◆ EXERCISE REQUIREMENTS:
A – In the testimony, what monthly salary does the speaker say he receives from the Marconi Co.?
B – Retype the testimony passage from "Mr. Collins : No" to "or three minutes." word for word.

◆ TEXT PASSAGE:

------

It is estimated that there were between thirty and forty on the boat; no women. When it was pushed over on the Boat Deck we all scrambled down on to the Boat Deck again and were going to launch it properly when it was washed over before we had time to launch it. I happened to be nearest to it and I grabbed it and went down with it. There was a passenger on this boat; I could not see whether he was first, second or third class. I heard him say at the time that he was a passenger. I could not say whether it was Colonel Gracie. There were others who struggled to get on; dozens of them in the water. I should judge they were all part of the boat's crew.

I am twenty-two years old. Phillips was about twenty-four or twenty-five. My salary from the Marconi Co. is four pounds a month.

As to the attack made upon Mr. Phillips to take away his life belt I should say the man was dressed like a stoker. We forced him away. I held him and Mr. Phillips hit him.

J. Collins, cook (Am. Inq., p. 628) :

This was my first voyage. I ran back to the upper deck to the port side with another steward and a woman and two children. The steward had one of the children in his arms and the woman was crying. I took the child from the woman and made for one of the boats. Then the word came around from the starboard side that there was a collapsible boat getting launched on that side and that all women and children were to make for it, so the other steward and I and the two children and the woman came around to the starboard side. We saw the collapsible boat taken off the saloon deck, and then the sailors and the firemen who were forward saw the ship's bow in the water and that she was sinking by her bow. They shouted out for us to go aft. We were just turning round to make for the stern when a wave washed us off the deck — washed us clear of it, and the child was washed out of my arms. I was kept down for at least two or three minutes under water.

Senator Bourne: Two or three minutes?

Mr. Collins: Yes; I am sure.

Senator Bourne: Were you unconscious?

Mr. Collins : No ; not at all. It did not affect me much — the salt water.

Senator Bourne: But you were under water? You cannot stay under water two or three minutes.

------

◆ SUPPLIED RECORDS:
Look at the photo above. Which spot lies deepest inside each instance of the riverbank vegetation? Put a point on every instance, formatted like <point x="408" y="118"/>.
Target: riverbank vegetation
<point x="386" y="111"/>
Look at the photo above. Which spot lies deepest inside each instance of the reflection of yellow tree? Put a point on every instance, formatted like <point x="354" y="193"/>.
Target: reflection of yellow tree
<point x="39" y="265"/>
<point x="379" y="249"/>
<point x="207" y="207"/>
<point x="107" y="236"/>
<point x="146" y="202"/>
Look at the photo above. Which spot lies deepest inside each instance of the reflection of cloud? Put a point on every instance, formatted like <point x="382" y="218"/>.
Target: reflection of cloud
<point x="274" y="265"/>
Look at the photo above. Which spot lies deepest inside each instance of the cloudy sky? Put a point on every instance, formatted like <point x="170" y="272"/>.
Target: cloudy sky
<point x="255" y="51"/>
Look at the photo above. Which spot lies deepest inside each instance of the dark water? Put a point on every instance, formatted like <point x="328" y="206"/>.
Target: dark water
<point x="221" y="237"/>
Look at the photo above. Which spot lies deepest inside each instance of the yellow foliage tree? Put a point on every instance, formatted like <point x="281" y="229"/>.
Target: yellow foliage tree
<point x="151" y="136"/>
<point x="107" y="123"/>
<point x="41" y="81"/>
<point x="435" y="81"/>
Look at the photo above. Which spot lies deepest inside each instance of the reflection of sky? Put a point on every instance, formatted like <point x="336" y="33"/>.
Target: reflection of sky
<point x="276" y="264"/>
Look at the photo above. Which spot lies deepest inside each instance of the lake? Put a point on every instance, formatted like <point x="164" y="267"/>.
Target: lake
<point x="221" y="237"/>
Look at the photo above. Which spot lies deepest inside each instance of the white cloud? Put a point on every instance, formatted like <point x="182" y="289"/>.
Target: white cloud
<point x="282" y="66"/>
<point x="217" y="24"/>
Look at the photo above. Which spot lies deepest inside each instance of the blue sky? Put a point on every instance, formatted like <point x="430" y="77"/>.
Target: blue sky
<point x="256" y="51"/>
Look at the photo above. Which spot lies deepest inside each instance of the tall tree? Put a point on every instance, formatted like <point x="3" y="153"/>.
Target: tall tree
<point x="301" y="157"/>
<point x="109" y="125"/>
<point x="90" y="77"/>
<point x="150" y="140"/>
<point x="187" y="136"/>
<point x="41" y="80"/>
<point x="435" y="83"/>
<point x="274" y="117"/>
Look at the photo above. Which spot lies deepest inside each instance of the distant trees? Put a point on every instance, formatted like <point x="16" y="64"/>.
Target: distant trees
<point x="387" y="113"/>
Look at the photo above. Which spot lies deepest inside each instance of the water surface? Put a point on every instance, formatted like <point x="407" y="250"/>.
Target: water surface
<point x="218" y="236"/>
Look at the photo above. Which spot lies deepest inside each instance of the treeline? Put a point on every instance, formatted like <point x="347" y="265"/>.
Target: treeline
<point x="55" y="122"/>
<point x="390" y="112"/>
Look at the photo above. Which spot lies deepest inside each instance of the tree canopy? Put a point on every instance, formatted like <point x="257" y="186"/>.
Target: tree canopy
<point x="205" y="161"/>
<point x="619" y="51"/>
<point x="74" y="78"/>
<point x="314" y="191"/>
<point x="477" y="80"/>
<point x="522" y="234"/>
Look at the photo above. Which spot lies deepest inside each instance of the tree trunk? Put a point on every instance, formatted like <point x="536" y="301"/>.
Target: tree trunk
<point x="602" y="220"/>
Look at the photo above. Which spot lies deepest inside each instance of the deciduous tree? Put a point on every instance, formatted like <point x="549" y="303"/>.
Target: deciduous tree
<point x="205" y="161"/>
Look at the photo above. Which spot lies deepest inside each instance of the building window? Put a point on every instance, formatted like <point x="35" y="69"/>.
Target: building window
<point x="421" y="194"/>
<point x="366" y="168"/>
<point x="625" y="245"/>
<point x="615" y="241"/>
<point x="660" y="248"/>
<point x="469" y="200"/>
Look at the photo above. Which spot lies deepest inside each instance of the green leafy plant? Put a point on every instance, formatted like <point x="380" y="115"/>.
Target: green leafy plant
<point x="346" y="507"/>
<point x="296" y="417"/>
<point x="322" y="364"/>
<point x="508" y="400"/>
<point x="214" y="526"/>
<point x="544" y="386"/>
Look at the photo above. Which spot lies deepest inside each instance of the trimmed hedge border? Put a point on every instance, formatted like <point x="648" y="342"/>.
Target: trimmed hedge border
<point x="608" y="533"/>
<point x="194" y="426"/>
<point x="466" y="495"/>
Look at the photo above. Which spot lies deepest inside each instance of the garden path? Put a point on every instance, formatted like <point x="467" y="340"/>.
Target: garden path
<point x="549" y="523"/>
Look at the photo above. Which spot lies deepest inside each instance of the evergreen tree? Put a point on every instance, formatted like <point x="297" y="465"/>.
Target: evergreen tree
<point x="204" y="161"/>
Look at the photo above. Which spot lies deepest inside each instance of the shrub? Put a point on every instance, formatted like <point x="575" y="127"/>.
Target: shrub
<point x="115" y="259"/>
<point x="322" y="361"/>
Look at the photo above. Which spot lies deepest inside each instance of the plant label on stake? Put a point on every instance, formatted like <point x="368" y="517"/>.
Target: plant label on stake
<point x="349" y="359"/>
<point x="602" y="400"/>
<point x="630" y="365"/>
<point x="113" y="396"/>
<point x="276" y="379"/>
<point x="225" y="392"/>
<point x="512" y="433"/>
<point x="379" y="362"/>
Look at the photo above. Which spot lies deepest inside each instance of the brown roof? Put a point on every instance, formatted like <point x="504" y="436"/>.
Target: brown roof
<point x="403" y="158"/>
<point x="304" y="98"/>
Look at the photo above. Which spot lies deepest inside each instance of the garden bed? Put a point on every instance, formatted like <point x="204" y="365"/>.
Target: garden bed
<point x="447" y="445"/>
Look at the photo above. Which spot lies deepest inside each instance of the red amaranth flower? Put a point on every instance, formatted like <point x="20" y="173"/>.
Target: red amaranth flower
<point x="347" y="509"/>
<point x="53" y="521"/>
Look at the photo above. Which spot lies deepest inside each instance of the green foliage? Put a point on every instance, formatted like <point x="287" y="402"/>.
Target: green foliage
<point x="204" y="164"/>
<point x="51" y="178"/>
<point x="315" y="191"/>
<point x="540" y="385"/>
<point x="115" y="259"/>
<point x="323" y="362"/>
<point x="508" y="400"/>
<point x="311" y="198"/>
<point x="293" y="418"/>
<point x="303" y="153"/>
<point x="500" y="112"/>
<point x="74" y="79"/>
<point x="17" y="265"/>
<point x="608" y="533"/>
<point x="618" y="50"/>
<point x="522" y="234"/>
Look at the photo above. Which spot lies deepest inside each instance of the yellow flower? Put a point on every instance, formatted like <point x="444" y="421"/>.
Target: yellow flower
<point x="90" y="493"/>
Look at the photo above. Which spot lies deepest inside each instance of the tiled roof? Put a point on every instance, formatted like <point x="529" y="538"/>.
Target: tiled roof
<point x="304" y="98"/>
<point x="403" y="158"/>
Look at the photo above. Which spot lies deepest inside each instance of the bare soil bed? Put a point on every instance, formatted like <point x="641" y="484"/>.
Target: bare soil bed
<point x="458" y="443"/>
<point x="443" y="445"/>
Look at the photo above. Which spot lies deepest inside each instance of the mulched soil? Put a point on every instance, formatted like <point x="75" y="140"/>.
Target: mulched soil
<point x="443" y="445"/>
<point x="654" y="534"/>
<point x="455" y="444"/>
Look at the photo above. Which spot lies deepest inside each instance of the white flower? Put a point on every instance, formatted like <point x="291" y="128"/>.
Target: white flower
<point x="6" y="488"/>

------

◆ ANSWERS PROVIDED:
A – Four pounds a month.

B –
Mr. Collins : No ; not at all. It did not affect me much — the salt water.

Senator Bourne: But you were under water? You cannot stay under water two or three minutes.